▶ WORK INSTRUCTION A:
Translate this sentence from the race article into Spanish: "The track's turns are banked at fourteen degrees."
▶ WORK INSTRUCTION B:
According to the race article, how many spectators can the racetrack seat?
▶ WORK INSTRUCTION C:
Reproduce the passage of the race article between "The 2012 Capital" and "Stewart finished third.", inclusive.

▶ EXTRACT:
The 2012 Capital City 400 presented by Virginia Is For Lovers was a NASCAR Sprint Cup Series stock car race held on April 28, 2012 at Richmond International Raceway in Richmond, Virginia. Contested over 400 laps, it was the ninth race of the 2012 season. Kyle Busch of Joe Gibbs Racing took his first win of the season, while Dale Earnhardt Jr. finished second and Tony Stewart finished third.

Race report

Background

Richmond International Raceway is one of five short tracks to hold NASCAR races; the others are Bristol Motor Speedway, Dover International Speedway, Martinsville Speedway, and Phoenix International Raceway. The NASCAR race makes use of the track's standard configuration, a four-turn short track oval that is  long. The track's turns are banked at fourteen degrees. The front stretch, the location of the finish line, is banked at eight degrees while the back stretch has two degrees of banking. The racetrack has seats for 97,912 spectators.

(Dataset excerpts)

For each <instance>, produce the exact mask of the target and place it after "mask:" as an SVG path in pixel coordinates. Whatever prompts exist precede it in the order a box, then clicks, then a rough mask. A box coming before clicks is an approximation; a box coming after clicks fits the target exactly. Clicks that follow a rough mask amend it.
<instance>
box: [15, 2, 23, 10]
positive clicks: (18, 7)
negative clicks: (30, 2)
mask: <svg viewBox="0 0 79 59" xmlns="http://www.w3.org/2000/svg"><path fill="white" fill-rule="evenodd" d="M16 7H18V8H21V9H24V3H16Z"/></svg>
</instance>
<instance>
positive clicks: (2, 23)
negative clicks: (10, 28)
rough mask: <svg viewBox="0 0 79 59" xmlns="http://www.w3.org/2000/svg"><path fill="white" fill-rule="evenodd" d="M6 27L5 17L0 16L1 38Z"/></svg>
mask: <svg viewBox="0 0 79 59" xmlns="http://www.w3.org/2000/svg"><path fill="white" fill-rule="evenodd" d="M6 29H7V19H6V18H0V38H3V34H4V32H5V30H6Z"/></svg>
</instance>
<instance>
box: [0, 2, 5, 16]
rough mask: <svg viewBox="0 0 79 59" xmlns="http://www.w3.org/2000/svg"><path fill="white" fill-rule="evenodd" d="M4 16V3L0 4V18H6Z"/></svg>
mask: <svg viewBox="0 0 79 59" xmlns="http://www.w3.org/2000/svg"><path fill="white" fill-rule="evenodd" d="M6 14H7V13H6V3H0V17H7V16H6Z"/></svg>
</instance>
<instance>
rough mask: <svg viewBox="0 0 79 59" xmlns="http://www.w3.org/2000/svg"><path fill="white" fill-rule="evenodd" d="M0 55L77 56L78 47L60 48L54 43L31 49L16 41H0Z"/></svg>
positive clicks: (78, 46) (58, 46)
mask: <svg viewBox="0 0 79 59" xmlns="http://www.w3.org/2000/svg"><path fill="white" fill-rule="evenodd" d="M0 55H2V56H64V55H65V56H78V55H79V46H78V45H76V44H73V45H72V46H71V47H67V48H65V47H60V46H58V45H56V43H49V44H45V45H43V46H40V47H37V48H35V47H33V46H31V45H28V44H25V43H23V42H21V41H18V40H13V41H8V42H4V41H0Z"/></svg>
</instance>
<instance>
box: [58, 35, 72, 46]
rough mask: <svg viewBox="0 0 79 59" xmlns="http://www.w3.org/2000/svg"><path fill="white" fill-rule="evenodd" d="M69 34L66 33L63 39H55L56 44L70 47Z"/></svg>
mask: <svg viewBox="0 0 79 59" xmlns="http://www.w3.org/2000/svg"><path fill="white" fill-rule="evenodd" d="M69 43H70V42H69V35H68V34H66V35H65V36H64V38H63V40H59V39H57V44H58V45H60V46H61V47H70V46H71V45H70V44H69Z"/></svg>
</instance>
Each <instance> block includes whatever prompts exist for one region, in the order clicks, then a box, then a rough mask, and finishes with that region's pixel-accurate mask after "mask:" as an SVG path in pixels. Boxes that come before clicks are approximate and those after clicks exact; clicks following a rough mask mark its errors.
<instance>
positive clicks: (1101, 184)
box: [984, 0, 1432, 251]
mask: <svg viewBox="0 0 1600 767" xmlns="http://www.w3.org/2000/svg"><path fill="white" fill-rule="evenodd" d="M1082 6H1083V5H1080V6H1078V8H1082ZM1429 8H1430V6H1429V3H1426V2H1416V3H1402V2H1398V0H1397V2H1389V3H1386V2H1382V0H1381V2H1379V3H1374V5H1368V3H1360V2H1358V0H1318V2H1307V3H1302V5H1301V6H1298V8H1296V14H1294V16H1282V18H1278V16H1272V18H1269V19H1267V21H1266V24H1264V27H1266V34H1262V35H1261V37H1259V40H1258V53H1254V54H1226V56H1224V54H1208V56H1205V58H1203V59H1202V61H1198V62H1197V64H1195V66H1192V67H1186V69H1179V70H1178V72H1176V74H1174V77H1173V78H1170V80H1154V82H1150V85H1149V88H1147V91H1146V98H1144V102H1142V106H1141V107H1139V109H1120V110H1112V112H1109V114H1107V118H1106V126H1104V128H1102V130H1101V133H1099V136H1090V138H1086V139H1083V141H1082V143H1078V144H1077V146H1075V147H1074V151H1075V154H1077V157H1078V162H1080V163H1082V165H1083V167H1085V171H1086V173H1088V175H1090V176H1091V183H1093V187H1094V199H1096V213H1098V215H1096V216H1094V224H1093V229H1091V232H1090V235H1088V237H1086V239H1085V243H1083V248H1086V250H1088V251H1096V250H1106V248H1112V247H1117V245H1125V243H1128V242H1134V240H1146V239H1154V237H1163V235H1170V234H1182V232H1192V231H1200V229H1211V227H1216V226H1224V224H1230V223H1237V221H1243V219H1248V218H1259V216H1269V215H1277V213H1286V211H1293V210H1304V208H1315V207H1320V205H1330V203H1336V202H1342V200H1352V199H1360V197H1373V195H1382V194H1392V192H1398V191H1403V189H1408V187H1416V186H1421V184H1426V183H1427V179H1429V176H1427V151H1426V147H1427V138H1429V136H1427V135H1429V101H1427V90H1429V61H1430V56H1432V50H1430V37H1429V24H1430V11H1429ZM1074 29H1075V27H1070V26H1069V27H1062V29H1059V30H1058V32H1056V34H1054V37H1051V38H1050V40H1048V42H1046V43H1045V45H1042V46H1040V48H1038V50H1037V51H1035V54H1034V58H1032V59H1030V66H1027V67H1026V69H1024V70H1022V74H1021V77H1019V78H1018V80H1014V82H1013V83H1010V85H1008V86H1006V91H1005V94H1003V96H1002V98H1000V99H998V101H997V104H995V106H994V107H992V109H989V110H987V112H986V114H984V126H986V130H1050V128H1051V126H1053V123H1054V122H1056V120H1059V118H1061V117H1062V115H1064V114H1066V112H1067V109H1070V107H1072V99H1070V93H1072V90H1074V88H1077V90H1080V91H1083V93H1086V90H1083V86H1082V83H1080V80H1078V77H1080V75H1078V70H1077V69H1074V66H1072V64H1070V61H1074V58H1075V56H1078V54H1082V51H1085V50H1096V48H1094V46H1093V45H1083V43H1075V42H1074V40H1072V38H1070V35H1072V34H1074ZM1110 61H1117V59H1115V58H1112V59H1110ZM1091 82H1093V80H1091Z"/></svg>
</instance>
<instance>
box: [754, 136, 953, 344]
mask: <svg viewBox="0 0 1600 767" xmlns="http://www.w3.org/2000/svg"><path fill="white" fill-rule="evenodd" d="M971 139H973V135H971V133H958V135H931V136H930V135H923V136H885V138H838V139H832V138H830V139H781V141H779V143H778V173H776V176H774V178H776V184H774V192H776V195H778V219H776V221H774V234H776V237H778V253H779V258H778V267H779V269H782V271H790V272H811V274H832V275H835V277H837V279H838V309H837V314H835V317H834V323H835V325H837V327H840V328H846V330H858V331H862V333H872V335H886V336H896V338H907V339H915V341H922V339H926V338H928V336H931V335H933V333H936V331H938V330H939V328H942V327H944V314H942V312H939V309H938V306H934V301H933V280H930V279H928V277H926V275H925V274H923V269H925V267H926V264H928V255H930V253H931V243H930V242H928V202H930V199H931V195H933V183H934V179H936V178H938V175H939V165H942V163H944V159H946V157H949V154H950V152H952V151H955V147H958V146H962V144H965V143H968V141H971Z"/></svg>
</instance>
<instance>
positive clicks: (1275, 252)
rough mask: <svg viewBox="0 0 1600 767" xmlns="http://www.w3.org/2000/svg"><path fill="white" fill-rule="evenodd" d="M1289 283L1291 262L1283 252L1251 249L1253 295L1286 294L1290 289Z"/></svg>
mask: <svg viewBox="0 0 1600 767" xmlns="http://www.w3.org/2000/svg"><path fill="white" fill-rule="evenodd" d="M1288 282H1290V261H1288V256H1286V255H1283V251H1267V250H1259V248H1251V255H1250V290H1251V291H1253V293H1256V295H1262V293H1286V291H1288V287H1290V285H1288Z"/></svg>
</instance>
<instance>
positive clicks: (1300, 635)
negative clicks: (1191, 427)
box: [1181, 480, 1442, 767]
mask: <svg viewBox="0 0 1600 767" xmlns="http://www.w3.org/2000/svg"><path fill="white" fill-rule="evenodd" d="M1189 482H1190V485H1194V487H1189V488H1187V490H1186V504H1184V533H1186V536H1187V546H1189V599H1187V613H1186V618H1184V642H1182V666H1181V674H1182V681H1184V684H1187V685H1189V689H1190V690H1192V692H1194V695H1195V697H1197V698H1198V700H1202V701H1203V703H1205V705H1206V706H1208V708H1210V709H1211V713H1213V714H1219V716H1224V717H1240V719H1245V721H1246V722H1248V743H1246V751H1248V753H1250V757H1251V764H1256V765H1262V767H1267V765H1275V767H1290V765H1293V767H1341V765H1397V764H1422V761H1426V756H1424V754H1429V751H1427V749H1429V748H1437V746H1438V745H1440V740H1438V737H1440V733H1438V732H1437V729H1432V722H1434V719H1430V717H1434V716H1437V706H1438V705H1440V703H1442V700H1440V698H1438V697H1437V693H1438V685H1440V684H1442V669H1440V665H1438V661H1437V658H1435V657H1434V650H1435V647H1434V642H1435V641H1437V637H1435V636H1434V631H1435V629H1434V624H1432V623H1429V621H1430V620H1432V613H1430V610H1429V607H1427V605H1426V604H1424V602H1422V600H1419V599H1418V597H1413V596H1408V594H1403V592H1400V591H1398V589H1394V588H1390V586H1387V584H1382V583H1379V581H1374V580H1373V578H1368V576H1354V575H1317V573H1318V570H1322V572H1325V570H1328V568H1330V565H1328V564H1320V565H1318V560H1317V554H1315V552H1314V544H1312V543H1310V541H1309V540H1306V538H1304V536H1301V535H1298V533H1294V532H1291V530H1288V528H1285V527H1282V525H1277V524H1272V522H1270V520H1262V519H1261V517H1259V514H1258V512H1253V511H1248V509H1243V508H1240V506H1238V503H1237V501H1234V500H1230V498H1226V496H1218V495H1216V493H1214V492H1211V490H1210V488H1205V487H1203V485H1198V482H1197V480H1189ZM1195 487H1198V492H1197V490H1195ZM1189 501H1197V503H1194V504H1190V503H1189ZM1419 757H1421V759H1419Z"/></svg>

▶ REPLY A:
Las curvas de la pista tienen un peralte de catorce grados.

▶ REPLY B:
97,912

▶ REPLY C:
The 2012 Capital City 400 presented by Virginia Is For Lovers was a NASCAR Sprint Cup Series stock car race held on April 28, 2012 at Richmond International Raceway in Richmond, Virginia. Contested over 400 laps, it was the ninth race of the 2012 season. Kyle Busch of Joe Gibbs Racing took his first win of the season, while Dale Earnhardt Jr. finished second and Tony Stewart finished third.